▸ The exercise: Can you convert every line of the rows below into a JSON list of strings, one string per line, with blank lines skipped and the pictures left out?

══════════

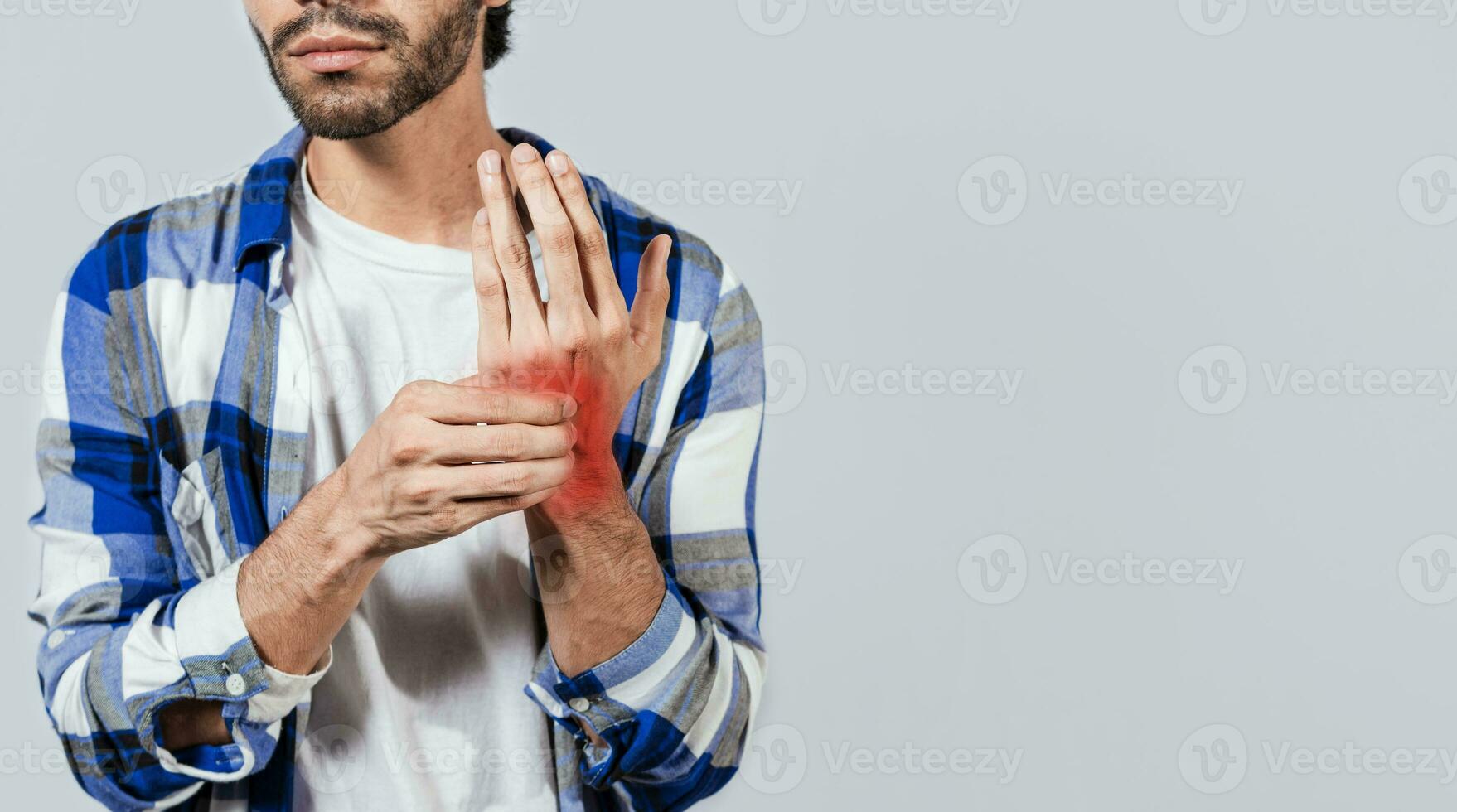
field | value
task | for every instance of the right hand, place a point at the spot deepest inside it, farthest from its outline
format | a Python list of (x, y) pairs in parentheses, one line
[(427, 471)]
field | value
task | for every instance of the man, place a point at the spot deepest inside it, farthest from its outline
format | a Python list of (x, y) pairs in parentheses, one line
[(407, 416)]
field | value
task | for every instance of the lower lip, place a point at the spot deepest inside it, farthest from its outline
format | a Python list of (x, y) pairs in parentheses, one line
[(336, 61)]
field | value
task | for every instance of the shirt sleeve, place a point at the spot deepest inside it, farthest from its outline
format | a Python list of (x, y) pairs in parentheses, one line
[(126, 635), (665, 722)]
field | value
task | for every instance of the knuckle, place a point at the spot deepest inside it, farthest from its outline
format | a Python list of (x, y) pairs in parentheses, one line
[(417, 493), (411, 395), (493, 406), (445, 522), (407, 448), (509, 443), (559, 241), (593, 242), (511, 480), (516, 255), (490, 288), (565, 437), (613, 333)]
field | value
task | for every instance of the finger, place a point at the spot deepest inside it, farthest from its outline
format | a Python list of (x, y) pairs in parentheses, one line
[(599, 278), (493, 331), (650, 302), (513, 255), (511, 442), (496, 480), (554, 230), (457, 404), (471, 512)]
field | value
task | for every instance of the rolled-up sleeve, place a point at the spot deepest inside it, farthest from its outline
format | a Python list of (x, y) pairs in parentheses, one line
[(126, 633), (665, 722)]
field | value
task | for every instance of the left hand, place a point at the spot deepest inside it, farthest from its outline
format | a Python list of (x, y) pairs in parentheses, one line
[(583, 341)]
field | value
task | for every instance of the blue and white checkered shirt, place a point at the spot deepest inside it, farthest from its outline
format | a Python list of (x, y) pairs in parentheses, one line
[(178, 442)]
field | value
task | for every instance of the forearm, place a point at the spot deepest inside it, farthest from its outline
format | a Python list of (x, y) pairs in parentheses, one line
[(599, 578), (299, 587), (294, 592)]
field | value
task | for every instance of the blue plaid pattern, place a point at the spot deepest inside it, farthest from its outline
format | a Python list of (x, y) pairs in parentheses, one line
[(177, 445)]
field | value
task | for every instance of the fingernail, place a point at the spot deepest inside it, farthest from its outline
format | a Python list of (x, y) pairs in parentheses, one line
[(524, 153)]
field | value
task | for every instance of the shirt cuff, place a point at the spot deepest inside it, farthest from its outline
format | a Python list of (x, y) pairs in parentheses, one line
[(222, 665), (612, 693)]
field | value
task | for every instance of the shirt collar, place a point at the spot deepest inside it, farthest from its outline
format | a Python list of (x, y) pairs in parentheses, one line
[(263, 219)]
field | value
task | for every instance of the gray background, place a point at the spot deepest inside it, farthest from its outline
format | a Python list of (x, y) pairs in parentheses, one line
[(889, 639)]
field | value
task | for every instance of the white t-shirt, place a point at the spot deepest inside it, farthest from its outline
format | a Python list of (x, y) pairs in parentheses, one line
[(423, 708)]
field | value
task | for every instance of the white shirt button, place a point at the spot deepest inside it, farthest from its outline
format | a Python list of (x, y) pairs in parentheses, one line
[(235, 684)]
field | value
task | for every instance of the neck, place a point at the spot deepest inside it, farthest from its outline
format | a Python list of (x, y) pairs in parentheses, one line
[(415, 181)]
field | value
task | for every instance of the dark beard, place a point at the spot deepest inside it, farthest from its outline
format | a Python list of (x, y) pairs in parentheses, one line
[(332, 107)]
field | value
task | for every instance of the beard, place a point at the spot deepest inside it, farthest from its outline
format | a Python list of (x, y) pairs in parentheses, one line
[(343, 105)]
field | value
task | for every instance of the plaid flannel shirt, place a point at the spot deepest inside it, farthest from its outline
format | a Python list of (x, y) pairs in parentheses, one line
[(177, 445)]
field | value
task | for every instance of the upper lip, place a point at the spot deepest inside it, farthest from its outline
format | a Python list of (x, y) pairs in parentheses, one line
[(332, 42)]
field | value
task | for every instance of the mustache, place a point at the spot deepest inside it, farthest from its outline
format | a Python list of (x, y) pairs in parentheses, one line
[(343, 17)]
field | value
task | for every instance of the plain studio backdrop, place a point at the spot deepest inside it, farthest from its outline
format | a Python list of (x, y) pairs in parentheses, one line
[(1112, 362)]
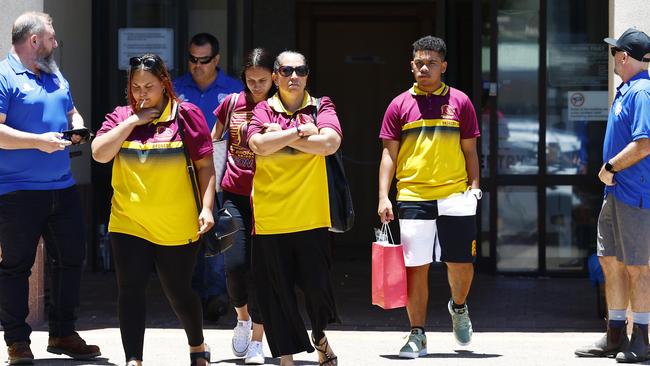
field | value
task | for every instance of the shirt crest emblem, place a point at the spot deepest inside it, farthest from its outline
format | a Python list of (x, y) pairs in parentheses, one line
[(26, 87), (447, 112), (618, 108)]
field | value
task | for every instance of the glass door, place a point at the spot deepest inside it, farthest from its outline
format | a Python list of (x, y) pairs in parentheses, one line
[(540, 148)]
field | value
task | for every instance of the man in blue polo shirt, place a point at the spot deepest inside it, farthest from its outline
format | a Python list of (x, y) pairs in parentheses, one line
[(206, 85), (624, 221), (38, 196)]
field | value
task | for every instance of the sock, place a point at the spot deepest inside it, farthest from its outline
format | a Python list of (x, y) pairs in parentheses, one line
[(616, 318), (455, 306), (641, 320), (417, 330)]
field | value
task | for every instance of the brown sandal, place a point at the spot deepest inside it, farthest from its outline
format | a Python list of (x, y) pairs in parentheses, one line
[(330, 358)]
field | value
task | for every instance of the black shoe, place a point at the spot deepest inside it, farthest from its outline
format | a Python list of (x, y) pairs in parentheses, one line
[(637, 350), (613, 342)]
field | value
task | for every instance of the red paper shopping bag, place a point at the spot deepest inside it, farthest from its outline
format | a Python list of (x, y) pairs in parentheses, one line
[(388, 275)]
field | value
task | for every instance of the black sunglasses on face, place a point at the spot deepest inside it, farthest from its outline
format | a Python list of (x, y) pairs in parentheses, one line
[(203, 60), (287, 71), (148, 62)]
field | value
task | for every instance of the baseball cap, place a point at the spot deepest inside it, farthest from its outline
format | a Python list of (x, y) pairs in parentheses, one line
[(634, 42)]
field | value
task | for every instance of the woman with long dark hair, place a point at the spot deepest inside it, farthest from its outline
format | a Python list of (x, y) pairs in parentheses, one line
[(154, 219), (291, 210), (237, 185)]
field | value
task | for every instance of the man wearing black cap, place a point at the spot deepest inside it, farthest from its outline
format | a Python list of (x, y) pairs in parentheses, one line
[(624, 221)]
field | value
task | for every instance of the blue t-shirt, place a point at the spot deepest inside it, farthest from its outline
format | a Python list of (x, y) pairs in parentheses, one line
[(629, 120), (35, 105), (209, 99)]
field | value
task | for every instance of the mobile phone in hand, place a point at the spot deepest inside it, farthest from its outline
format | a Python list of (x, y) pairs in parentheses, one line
[(84, 133)]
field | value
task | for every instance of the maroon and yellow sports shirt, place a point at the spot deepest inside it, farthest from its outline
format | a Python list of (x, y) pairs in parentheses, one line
[(429, 127), (152, 194), (290, 187)]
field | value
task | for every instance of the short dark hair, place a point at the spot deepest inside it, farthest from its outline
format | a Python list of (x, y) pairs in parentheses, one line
[(258, 57), (201, 39), (430, 43), (277, 63), (32, 22), (158, 69)]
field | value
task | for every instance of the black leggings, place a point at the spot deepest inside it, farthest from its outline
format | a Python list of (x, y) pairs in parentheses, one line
[(239, 277), (134, 258), (281, 263)]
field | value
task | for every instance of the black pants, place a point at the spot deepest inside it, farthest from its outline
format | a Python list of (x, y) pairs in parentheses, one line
[(24, 217), (239, 277), (134, 258), (281, 262)]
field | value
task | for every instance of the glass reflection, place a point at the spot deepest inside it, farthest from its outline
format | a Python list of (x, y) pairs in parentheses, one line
[(484, 250), (517, 105), (517, 229), (577, 100), (571, 218)]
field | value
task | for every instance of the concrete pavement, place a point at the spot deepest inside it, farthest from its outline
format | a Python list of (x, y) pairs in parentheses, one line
[(518, 321), (167, 347)]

══════════

▸ Full answer:
[
  "field | value",
  "task | for every instance of the right hand, place a point at the spot deepest inside it, farthest from its outline",
  "format | a Python list of (x, y) pairs in parentheses, one line",
  "[(427, 471)]",
  "field | value",
  "task | for every instance of the man, place a point at the spot deepest inside it, farthest from its outline",
  "format | a Python list of (x, y) pairs in parentheses, one line",
  "[(407, 416)]",
  "field | value",
  "task | for every instance of the lower lip, place a point at the spot deepest inside it, farthest from its outline",
  "format | a Python list of (x, y) pairs in parentheses, one line",
  "[(336, 61)]",
  "field | value",
  "task | for every instance of the shirt sleeve, place a point at the spot deepest inside it, farthest from its outline",
  "format | a Python list of (x, y) pairs in parentheses, one line",
  "[(126, 635), (665, 722)]",
  "field | value",
  "task | for every instance of the knuckle, place a point at the spot deepest inside it, farthest from its outline",
  "format | a Python list of (x, y) pairs in parentheses, one line",
  "[(417, 493), (411, 395), (493, 406), (445, 522), (407, 448), (509, 443), (559, 241), (593, 242), (511, 480), (516, 255), (490, 288), (565, 437), (613, 333)]",
  "field | value",
  "task | for every instance of the finger, place a point at the spot deepest inside it, farthest from its outline",
  "format | a Python list of (x, y) pairs in parentheses, one line",
  "[(599, 278), (493, 331), (650, 302), (513, 255), (511, 442), (496, 480), (554, 230), (457, 404), (471, 512)]",
  "field | value",
  "task | for every instance of the rolled-up sleeve, place a point at the spot deepest inside it, farthest from its outline",
  "format | a Python list of (x, y) pairs in parentheses, one line",
  "[(126, 633), (665, 722)]",
  "field | value",
  "task | for every instance of the left hand, place a point at the spot deepest inside it, farthest from its outline",
  "format | a Python list of (x, y) pairs in parentheses, one line",
  "[(583, 341)]",
  "field | value",
  "task | for every instance of the blue and white checkered shirt, place a point at the spot deepest inside it, farthest from its outline",
  "format | a Python list of (x, y) pairs in parentheses, one line",
  "[(178, 442)]",
  "field | value",
  "task | for every instance of the forearm, place a point at the spot deepest inside it, farthest from its outline",
  "format | a Python list of (x, y) pairs in parentheses, one line",
  "[(599, 578), (299, 587), (294, 592)]",
  "field | value",
  "task | for every instance of the blue plaid pattern, place a point at the spot deepest inside it, farthest from its outline",
  "format | a Python list of (x, y) pairs in parentheses, one line",
  "[(177, 445)]",
  "field | value",
  "task | for every instance of the fingernail, place a point at the spot deepest inside it, farthest from its outline",
  "format | a Python list of (x, y) pairs in parentheses, one line",
  "[(524, 153)]",
  "field | value",
  "task | for every instance of the shirt cuff, place a point at the spot deepest inside it, farthest from its outline",
  "format | a Python list of (x, y) pairs in parentheses, one line",
  "[(222, 665), (612, 693)]",
  "field | value",
  "task | for every instance of the shirt collar, place a point at the spot deepest inside it, farthest from its outline",
  "format | a Python list of (x, y) pairs in parentheses, one line",
  "[(263, 219)]",
  "field | value",
  "task | for every instance of the gray background, place a point at the spot deepest inside it, farthest from its outline",
  "format | a Python list of (x, y) pairs in parentheses, one line",
  "[(889, 639)]",
  "field | value",
  "task | for every instance of the white t-shirt, place a point at the spot deepest inside it, farthest from its outline",
  "format | a Python list of (x, y) pairs in parentheses, one line",
  "[(423, 708)]",
  "field | value",
  "task | for every instance of the white shirt button, place a point at the spot deepest inside it, farthest from its outline",
  "format | a Python list of (x, y) pairs in parentheses, one line",
  "[(235, 684)]",
  "field | value",
  "task | for every instance of the neck, place a point at the spot deepest inside it, farthest from its outline",
  "format | a Python list of (x, y) pairs in parentheses, one line",
  "[(415, 181)]",
  "field | value",
  "task | for every instance of the dark beard, place a point at the spot deepest inside it, farthest from its outline",
  "format | a Python list of (x, y) pairs in parentheses, one line",
  "[(332, 107)]",
  "field | value",
  "task | for every instance of the beard, place a point at the spot deepest inside it, farthest from its outline",
  "format | a Python list of (x, y) pairs in parentheses, one line",
  "[(343, 105)]",
  "field | value",
  "task | for every instance of the plaid flannel shirt, place a point at the spot deepest inside it, farthest from its outline",
  "format | a Python list of (x, y) pairs in parentheses, one line",
  "[(177, 445)]",
  "field | value",
  "task | for every instance of the upper lip, place a point at the spot deepest inside it, farthest from its outline",
  "format | a Python list of (x, y) pairs in parentheses, one line",
  "[(332, 42)]",
  "field | value",
  "task | for every instance of the mustache, place a point at the spot deepest inside it, farthest from its outline",
  "format | a Python list of (x, y) pairs in parentheses, one line",
  "[(343, 17)]",
  "field | value",
  "task | for every instance of the plain studio backdrop, place a point at the spot deepest inside it, farthest from its outline",
  "format | a Python list of (x, y) pairs in parentheses, one line",
  "[(1112, 362)]",
  "field | value",
  "task | for every instance of the shirt crest emblem, place a point at the spot deepest inside it, farthest from its outline",
  "format | a Python list of (x, y) pairs in parentheses, one line",
  "[(26, 87), (447, 112), (618, 108)]",
  "field | value",
  "task | for every instance of the glass door, place a point at the spot deepest inside it, farthest from its outline",
  "format | a Python list of (x, y) pairs in parentheses, one line",
  "[(540, 148)]",
  "field | value",
  "task | for every instance of the man in blue polo shirt, place a point at the spot deepest inside it, farthest from its outline",
  "format | a Python list of (x, y) pairs in parentheses, one line",
  "[(206, 85), (624, 221), (38, 196)]",
  "field | value",
  "task | for every instance of the sock, place a point at the spot deepest inside it, farthest from its outline",
  "format | a Python list of (x, y) pairs in parentheses, one line",
  "[(616, 318), (455, 306), (641, 320), (417, 330)]",
  "field | value",
  "task | for every instance of the brown sandal, place a point at the spot deepest inside it, farthest from its outline",
  "format | a Python list of (x, y) pairs in parentheses, one line",
  "[(330, 358)]",
  "field | value",
  "task | for every instance of the black shoe, place a point at the spot deepest inside it, farthest from its outline",
  "format | a Python list of (x, y) pairs in parentheses, one line",
  "[(637, 350), (613, 342)]",
  "field | value",
  "task | for every instance of the red paper shopping bag, place a point at the spot deepest inside it, farthest from its outline",
  "format | a Python list of (x, y) pairs in parentheses, one line",
  "[(388, 275)]",
  "field | value",
  "task | for every instance of the black sunglasses on face, place a point at the spot deepest inside it, farthest from its outline",
  "format | a Python list of (x, y) pairs in parentheses, one line",
  "[(203, 60), (287, 71), (148, 62)]",
  "field | value",
  "task | for every instance of the baseball cap, place a point at the spot deepest inside it, farthest from its outline",
  "format | a Python list of (x, y) pairs in parentheses, one line",
  "[(634, 42)]",
  "field | value",
  "task | for every instance of the woman with long dark hair, place a point at the spot deepest inside it, farthest from its outline",
  "format | a Python list of (x, y) pairs in parentheses, one line",
  "[(154, 219), (291, 210), (237, 185)]",
  "field | value",
  "task | for every instance of the man wearing black cap, place a point at the spot deepest inside it, farthest from its outline",
  "format | a Python list of (x, y) pairs in parentheses, one line",
  "[(624, 221)]",
  "field | value",
  "task | for every instance of the blue t-shirt, place a point at the spot deepest inside it, farthest from its outline",
  "format | a Python list of (x, y) pairs in parentheses, one line",
  "[(629, 120), (35, 105), (209, 99)]",
  "field | value",
  "task | for every instance of the mobile phone in hand, place a point at the spot deepest inside it, farthest from its outline",
  "format | a Python list of (x, y) pairs in parentheses, one line",
  "[(84, 133)]",
  "field | value",
  "task | for every instance of the maroon and yellow sports shirt, place a point at the spot deepest inside it, farthest from its outline",
  "format | a Python list of (x, y) pairs in parentheses, one line",
  "[(429, 127), (152, 194), (290, 187)]",
  "field | value",
  "task | for every instance of the short dark hair, place a point at the spot deepest inside it, farthest from its outline",
  "format | a Python list of (x, y) pairs in parentheses, one line",
  "[(258, 57), (201, 39), (430, 43), (277, 63), (32, 22), (158, 69)]",
  "field | value",
  "task | for every instance of the black leggings, place a point at the spot deepest inside it, farthest from its outline",
  "format | a Python list of (x, y) pairs in parentheses, one line",
  "[(239, 277), (134, 258), (281, 263)]",
  "field | value",
  "task | for every instance of the black pants, place a point at the spot deepest inside it, farthest from its outline",
  "format | a Python list of (x, y) pairs in parentheses, one line",
  "[(24, 217), (239, 277), (134, 258), (281, 262)]",
  "field | value",
  "task | for every instance of the glass reflection, place a point at the spot deepest inside it, farthest from its outline",
  "format | a Python list of (x, y) pairs in parentheses, one line",
  "[(484, 250), (517, 105), (517, 229), (577, 100), (571, 218)]",
  "field | value",
  "task | for every instance of the concrete pavement, place a point at the spot deepest inside it, farthest from its outline",
  "format | a Python list of (x, y) pairs in parentheses, one line",
  "[(518, 321), (167, 347)]"
]